Texto fornecido:
********************
Ainda, o país tem grandes desafios em passar sua opinião ao ocidente e contrapor acusações genéricas de violações a direitos humanos. Não importa quantos vídeos de tortura aparecerem ou quantas denuncias surgirem de prisões ilegais, inclusive de menores, praticadas no ocidente, a mídia ocidental sempre dará mais destaques a denúncias contra países como a Coreia do Norte, ainda quando desacompanhada de evidências. Vencer este tipo de ataque ideológico é um grande desafio ao país.
Aqui no ocidente sempre se coloca como folclore o comportamento do presidente da Coreia e também se diz que o povo tem verdadeira adoração pelos seus dirigentes. Como você explica ou viu esse fenômeno?
A relação entre o povo e seu representante é bem diferente da nossa, nas democracias ocidentais. A adoração à liderança não é nem uma particularidade de governos de esquerda, ou da Coreia,  como faz pensar a propaganda ocidental, nem do oriente. Ainda que  se encontra no Oriente vários outros exemplos de verdadeira adoração às autoridades imperiais, como no próprio Japão, na Tailândia, etc. No ocidente, o nazismo é outro exemplo disso. Mas o culto à imagem, sobretudo de líderes em vida, toma sem dúvida proporções ainda maiores em sociedades de base confucionista, onde há uma personificação do Estado, na figura de seu líder. A relação entre governantes e governados é uma das cinco relações principais do confucionismo. Enquanto a revolução burguesa representou também uma insurreição contra a figura do monarca absolutista no ocidente, o Juche não só é uma ideologia de autoria atribuída individualmente à liderança, como prega abertamente a confusão entre Estado, Partido e Líder.
********************
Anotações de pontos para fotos
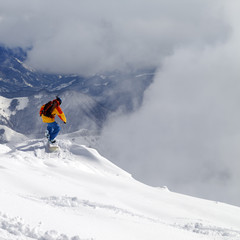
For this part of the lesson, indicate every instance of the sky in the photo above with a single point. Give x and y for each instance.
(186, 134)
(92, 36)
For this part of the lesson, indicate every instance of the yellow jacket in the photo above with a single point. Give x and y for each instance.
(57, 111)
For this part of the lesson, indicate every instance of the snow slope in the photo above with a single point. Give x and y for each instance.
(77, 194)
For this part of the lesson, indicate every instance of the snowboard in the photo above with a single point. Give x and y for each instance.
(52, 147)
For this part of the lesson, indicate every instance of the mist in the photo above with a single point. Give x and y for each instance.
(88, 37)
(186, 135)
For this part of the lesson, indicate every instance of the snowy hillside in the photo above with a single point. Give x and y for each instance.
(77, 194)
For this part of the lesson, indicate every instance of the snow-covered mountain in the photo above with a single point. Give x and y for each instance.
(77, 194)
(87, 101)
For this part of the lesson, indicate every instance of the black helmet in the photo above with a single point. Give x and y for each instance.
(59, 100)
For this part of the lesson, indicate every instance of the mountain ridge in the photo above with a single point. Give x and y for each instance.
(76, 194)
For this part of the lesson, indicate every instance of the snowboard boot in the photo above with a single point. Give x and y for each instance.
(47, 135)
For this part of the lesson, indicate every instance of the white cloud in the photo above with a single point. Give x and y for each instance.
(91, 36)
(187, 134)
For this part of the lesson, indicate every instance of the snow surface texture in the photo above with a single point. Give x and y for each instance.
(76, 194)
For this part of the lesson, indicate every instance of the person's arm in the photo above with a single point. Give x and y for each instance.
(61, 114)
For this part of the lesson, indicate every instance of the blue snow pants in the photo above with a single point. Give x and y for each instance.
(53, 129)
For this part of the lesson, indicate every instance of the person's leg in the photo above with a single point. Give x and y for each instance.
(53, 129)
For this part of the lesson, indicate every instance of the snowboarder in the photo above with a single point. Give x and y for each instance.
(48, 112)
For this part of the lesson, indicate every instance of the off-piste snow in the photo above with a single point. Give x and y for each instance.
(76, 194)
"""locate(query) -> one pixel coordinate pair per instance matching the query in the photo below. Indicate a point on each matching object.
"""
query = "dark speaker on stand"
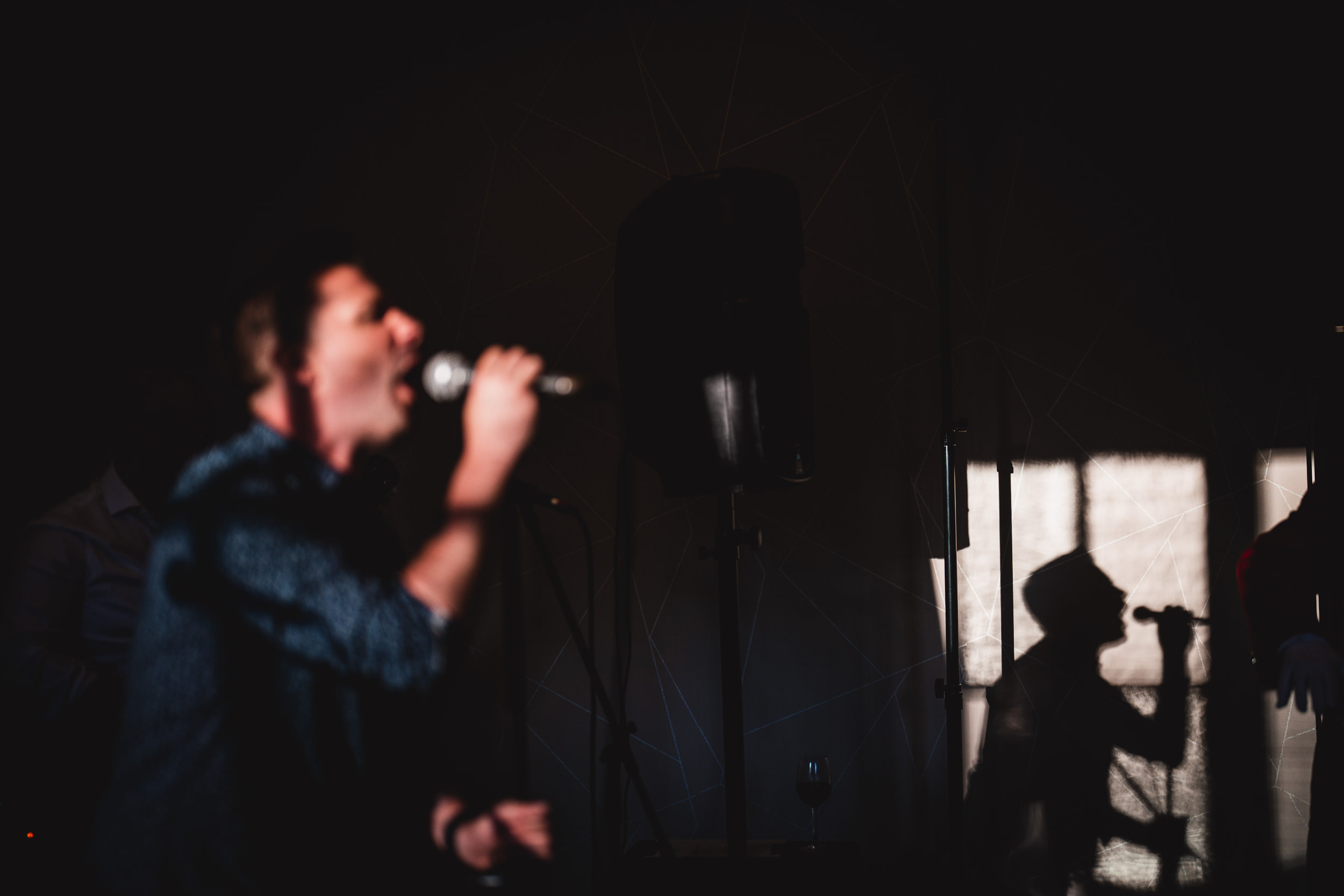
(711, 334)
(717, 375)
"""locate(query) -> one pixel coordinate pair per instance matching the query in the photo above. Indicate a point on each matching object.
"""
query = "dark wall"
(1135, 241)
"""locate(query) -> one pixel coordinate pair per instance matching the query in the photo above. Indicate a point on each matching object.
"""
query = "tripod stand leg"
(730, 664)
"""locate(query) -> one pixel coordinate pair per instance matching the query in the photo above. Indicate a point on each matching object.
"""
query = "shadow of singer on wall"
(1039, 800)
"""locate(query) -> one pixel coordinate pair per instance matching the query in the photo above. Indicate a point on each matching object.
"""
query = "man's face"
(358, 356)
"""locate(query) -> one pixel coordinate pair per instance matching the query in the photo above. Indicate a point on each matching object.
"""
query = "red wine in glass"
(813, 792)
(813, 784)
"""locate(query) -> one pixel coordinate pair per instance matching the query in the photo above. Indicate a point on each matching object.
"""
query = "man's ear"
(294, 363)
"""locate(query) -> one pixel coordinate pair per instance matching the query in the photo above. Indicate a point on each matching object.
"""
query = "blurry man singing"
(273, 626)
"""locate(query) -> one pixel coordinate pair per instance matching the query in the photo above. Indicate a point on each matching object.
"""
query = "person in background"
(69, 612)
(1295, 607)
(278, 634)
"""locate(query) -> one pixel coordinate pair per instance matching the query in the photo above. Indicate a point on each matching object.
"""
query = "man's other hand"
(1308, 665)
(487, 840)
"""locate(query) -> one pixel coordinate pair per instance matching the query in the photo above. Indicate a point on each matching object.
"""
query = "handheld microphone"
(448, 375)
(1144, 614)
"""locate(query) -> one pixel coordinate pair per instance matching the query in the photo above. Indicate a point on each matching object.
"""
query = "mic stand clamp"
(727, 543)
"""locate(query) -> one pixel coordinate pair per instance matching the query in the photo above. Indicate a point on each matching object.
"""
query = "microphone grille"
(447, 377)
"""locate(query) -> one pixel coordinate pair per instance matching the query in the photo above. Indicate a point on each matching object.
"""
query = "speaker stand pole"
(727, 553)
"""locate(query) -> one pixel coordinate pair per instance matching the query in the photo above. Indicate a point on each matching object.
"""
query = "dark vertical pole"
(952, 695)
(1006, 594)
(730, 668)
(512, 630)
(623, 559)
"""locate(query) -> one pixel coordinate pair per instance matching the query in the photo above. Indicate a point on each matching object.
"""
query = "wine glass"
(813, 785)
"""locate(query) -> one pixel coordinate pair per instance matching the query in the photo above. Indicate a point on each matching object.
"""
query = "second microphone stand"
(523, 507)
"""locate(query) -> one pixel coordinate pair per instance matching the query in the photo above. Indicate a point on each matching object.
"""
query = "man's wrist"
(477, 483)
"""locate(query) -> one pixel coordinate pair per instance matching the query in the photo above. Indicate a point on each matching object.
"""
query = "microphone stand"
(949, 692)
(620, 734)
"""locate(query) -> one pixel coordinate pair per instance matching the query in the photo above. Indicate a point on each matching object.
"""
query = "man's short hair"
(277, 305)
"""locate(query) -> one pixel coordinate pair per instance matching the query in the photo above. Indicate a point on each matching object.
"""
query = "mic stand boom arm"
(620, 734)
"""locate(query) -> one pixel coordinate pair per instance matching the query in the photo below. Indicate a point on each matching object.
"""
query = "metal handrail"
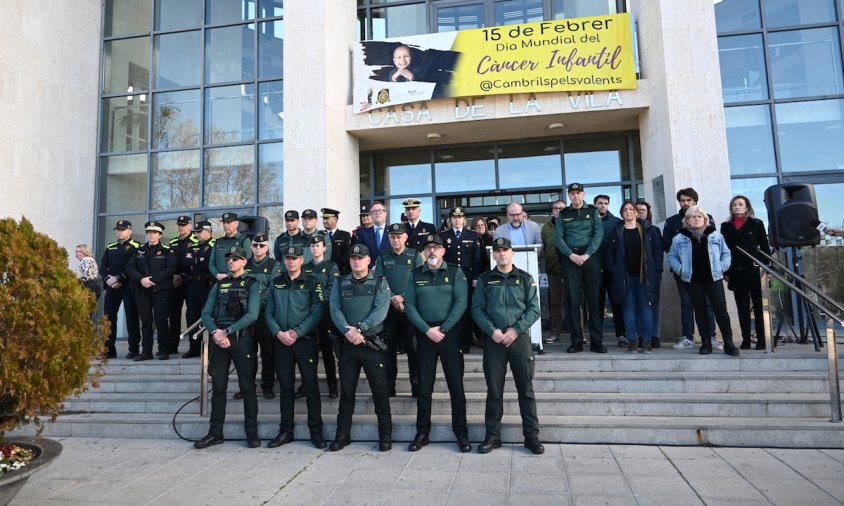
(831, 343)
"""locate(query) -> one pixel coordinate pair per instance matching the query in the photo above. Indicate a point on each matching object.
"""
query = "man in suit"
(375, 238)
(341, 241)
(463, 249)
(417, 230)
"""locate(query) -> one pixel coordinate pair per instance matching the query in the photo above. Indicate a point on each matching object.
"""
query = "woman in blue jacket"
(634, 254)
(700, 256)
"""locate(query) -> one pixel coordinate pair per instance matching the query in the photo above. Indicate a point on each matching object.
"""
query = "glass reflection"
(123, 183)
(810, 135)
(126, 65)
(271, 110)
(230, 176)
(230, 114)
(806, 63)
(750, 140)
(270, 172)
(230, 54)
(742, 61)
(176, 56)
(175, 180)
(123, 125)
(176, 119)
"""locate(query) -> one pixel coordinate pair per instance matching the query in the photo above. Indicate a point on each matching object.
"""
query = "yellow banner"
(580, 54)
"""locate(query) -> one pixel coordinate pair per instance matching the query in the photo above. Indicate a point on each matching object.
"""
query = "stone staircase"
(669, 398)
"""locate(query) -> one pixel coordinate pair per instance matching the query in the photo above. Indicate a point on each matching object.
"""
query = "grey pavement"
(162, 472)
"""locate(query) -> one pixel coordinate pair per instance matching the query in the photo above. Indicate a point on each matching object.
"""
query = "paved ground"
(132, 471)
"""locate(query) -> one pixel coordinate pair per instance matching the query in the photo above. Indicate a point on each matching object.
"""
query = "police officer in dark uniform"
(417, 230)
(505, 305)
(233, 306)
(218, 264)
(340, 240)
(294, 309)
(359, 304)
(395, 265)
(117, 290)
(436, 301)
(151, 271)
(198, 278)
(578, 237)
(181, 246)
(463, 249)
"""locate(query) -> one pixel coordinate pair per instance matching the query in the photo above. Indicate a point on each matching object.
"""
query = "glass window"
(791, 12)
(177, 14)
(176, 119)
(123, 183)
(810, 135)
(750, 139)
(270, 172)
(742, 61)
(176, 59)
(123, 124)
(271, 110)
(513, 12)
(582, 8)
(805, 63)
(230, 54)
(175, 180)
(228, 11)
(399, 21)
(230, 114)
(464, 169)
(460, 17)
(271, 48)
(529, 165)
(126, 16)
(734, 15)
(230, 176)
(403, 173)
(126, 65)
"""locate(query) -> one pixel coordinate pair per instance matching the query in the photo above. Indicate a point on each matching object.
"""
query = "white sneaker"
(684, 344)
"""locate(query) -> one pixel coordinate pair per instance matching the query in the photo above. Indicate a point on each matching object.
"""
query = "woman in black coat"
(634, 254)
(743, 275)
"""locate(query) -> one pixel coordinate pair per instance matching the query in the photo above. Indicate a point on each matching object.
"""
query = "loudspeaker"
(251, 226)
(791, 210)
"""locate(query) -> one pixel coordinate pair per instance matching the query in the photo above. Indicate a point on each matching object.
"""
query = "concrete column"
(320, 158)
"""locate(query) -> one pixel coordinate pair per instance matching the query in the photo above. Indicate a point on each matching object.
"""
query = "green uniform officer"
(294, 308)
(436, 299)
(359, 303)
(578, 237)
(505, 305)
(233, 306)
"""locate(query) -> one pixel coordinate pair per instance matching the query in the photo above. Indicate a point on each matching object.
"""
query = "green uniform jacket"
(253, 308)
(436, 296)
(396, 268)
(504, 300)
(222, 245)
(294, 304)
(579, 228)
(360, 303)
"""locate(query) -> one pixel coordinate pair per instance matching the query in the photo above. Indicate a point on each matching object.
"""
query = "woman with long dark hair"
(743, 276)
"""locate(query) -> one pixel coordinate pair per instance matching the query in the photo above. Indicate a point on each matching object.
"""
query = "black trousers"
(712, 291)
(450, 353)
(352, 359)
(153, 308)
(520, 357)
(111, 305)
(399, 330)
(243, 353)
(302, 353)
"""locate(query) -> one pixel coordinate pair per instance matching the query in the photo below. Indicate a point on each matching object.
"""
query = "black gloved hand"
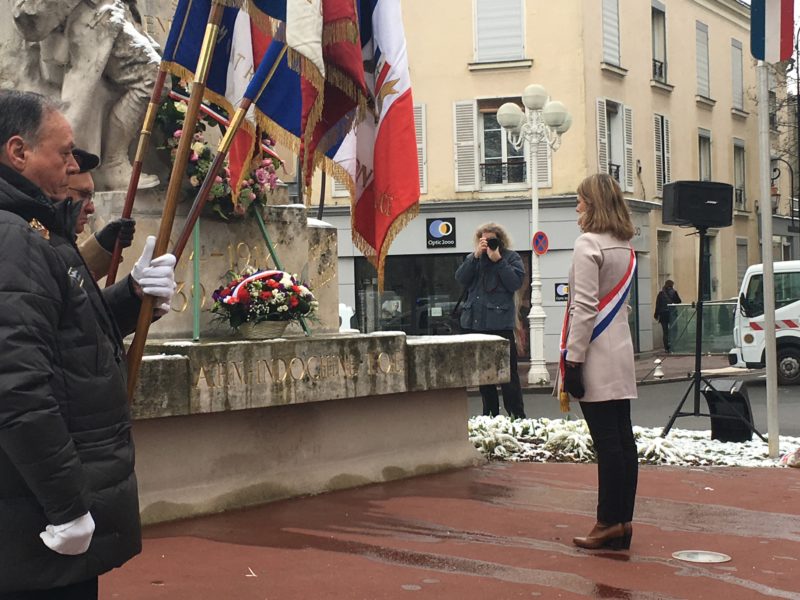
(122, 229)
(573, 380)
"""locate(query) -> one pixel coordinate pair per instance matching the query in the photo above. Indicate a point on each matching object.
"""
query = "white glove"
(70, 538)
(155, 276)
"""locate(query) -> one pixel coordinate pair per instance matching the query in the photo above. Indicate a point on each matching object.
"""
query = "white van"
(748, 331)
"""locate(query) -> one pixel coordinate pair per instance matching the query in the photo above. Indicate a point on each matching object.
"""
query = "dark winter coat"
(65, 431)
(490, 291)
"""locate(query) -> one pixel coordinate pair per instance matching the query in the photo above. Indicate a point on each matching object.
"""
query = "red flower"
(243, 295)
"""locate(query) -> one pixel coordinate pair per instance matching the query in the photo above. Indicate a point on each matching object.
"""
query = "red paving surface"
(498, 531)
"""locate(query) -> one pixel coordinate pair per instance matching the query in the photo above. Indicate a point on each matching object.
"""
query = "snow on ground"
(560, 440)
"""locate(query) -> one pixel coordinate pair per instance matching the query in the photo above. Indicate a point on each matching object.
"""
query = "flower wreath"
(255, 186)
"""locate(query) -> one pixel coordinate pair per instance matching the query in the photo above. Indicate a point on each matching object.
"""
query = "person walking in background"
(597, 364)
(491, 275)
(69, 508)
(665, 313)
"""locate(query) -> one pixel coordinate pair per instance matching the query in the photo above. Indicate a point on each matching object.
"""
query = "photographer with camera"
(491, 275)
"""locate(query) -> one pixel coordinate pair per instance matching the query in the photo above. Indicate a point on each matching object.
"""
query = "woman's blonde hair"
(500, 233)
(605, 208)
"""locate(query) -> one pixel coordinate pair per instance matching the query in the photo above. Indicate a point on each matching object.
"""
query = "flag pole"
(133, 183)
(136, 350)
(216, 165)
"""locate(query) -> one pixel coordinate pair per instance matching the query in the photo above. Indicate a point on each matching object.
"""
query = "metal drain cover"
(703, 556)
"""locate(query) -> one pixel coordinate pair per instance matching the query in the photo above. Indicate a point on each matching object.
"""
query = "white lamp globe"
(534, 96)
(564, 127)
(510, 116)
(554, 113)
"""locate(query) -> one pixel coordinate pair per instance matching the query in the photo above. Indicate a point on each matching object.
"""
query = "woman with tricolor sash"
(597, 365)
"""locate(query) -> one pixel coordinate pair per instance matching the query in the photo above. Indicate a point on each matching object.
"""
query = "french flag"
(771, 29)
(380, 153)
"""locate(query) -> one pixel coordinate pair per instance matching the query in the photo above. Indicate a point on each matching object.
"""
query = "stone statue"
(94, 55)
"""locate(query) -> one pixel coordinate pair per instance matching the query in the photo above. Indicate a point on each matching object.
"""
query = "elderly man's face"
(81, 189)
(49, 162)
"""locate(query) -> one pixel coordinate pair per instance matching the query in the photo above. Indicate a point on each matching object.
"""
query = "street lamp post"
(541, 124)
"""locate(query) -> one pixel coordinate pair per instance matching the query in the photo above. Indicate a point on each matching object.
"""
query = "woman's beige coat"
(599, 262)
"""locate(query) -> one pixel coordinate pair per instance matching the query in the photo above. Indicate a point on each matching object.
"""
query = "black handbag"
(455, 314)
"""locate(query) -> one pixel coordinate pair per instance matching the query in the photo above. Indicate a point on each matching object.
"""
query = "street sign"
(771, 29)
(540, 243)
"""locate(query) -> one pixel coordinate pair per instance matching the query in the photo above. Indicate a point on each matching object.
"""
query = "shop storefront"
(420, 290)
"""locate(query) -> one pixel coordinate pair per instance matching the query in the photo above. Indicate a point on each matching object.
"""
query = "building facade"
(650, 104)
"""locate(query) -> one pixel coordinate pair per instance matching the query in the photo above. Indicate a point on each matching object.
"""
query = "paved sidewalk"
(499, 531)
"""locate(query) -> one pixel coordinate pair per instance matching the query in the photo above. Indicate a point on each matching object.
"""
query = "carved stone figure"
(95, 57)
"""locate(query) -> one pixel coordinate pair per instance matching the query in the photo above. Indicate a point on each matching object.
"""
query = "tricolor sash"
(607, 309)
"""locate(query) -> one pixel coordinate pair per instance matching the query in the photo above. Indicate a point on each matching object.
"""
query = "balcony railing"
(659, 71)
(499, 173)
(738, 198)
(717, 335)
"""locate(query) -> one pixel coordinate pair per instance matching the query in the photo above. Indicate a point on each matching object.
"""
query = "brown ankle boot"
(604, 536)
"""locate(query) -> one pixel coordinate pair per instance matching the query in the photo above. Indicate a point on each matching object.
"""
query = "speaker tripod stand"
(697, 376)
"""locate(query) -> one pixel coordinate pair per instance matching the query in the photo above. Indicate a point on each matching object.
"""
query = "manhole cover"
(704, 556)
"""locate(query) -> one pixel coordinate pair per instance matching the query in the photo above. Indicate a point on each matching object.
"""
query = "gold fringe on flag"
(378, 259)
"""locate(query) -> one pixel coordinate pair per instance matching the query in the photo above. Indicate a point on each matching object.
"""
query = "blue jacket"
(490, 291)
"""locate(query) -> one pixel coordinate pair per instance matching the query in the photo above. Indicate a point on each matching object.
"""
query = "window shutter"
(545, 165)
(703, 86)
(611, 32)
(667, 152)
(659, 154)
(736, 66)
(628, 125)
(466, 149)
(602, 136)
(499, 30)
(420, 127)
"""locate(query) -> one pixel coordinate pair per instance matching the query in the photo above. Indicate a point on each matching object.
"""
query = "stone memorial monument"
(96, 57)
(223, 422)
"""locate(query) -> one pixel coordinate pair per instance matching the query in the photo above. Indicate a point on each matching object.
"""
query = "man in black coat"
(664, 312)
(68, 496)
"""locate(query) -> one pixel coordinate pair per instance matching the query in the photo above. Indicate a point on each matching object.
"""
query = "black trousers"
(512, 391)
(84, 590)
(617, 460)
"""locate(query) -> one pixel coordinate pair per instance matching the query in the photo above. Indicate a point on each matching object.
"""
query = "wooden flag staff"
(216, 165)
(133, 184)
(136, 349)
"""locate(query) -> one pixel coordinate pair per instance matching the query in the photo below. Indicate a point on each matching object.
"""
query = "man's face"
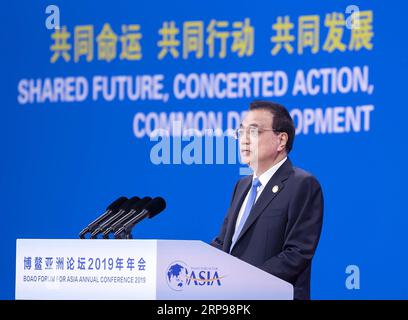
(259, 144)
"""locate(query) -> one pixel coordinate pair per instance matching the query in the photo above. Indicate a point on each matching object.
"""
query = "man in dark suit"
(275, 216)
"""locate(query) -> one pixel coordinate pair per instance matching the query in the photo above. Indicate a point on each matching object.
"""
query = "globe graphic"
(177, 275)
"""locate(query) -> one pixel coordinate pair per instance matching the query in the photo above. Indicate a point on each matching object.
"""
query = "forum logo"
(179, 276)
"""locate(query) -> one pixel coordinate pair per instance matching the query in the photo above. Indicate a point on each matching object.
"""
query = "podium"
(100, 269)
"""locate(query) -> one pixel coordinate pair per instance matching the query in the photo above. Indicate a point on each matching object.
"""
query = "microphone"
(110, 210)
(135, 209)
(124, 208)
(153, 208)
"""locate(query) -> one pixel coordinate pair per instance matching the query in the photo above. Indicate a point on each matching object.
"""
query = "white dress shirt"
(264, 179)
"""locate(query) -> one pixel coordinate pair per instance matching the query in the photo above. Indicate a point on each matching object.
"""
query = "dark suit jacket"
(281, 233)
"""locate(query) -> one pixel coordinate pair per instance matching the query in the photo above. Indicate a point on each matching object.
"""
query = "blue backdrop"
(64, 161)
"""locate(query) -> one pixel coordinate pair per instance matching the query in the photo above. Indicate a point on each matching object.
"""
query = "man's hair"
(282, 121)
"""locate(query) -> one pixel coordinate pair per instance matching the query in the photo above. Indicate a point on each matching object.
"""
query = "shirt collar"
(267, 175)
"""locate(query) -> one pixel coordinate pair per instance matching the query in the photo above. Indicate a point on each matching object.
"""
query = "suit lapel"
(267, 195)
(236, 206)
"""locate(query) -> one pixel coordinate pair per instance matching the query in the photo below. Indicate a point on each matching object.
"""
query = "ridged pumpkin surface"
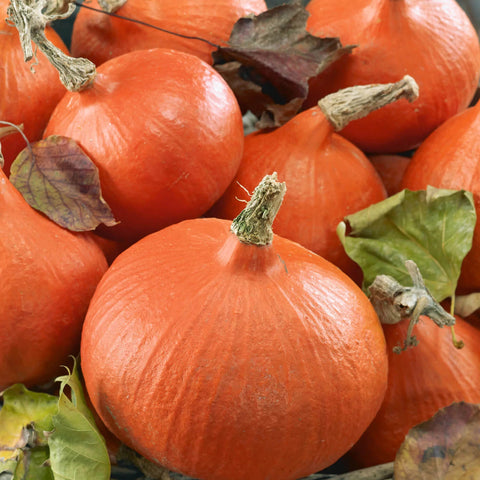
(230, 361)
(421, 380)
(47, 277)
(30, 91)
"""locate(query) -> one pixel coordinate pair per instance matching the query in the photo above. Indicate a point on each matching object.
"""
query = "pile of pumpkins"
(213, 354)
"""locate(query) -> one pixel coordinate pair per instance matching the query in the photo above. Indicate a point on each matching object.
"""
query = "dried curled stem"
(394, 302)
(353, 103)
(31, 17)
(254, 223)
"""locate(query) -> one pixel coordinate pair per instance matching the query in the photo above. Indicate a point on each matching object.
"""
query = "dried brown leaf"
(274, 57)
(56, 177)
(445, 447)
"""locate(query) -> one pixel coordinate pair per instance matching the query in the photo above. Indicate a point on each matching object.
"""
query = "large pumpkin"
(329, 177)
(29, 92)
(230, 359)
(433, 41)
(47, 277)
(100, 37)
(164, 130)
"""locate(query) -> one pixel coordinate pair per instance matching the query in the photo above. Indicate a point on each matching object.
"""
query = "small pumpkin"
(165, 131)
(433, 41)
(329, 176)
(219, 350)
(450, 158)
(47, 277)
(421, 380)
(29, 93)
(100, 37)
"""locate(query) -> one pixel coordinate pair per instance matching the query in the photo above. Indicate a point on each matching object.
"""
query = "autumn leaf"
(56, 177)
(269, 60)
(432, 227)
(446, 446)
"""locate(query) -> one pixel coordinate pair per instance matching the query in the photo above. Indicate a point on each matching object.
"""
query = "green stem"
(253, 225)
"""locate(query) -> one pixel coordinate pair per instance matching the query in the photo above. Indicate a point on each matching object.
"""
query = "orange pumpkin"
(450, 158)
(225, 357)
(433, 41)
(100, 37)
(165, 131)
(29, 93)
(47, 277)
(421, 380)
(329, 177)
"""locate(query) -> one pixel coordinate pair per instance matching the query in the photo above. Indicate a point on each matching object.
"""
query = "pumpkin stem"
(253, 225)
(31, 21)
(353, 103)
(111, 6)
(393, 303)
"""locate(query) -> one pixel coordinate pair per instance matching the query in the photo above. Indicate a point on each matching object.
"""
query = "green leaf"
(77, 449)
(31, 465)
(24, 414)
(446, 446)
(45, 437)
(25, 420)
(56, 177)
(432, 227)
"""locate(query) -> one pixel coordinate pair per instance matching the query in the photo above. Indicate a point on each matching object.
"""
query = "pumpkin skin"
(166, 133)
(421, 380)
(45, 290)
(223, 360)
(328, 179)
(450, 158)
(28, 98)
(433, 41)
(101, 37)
********************
A fazer:
A. Responda a estas perguntas sobre o texto a respeito da Coreia do Norte:
(i) Segundo o texto, a denúncias contra que tipo de país a mídia ocidental sempre dará mais destaque?
(ii) Que exemplo ocidental de adoração à liderança o texto menciona?
(iii) Quantas relações principais o confucionismo tem, conforme o texto, e qual delas é citada?
B. Prossiga com o texto sobre a Coreia do Norte, começando logo após a frase final sobre o Juche.

Resultados esperados:
A.
(i) A denúncias contra países como a Coreia do Norte, mesmo quando desacompanhadas de evidências.
(ii) O nazismo.
(iii) Cinco, e a citada é a relação entre governantes e governados.

B.
A expressão mais clara, talvez, seja o exagerado número de estátuas, fotos e nos broches que todos carregam ao peito. Há um uma adoração à imagem que talvez não encontre paralelo em outra lugar ou tempo. Um tema interessante de debate é a contradição disso com a construção do material pelo coletivo, no marxismo.
Você acha  que a população quer a reunificação com o sul? Por quê?
A paz e a reunificação, como dito, foi sempre um sonho coreano. Em um resumo rápido sobre o processo histórico, a primeira iniciativa se deu a partir do norte, em 4 de julho e 1972, quando se assinou o programa de Paz, Independência e Reunificação. Para o norte, o término do conflito estaria condicionado a estes três fatores, o que a pressão americana sobre o governo no sul nunca permitiu que fosse possível. Veja, a questão independência propunha inclusive o respeito à diferença entre os dois regimes, em um projeto de reunificação aos moldes do modelo adotado posteriormente pela China, na reanexação de Hong Kong, de ˜um país, dois sistemas.
Em 15 de julho de 2000, houve o primeiro encontro pós-guerra dos dois chefes de Estado, na Zona Desmilitarizada em Panmunjom, inclusive com a criação de um parque industrial conjunto (hoje desativado) e, em 4 de dezembro de 2007, a primeira visita de um presidente do sul a Pyongyang. Ocorre, a cada tentativa histórica de reaproximação, há sempre uma intervenção americana massiva no processo eleitoral para impor um governo nacionalista e conservador ao sul que boicotasse o processo.
Vale lembrar, não só a presença militar americana na Coreia do Sul  com mais de 300 mil soldados, já seria motivo suficiente para a gravidade da situação geopolítica. Mas também entre no jogo a disputa com outras potências como a China e a Rússia.
Você poderia destacar algum fato pitoresco que lhe chamou atenção na sua visita, e que possa interessar a militância do Brasil e da América Latina?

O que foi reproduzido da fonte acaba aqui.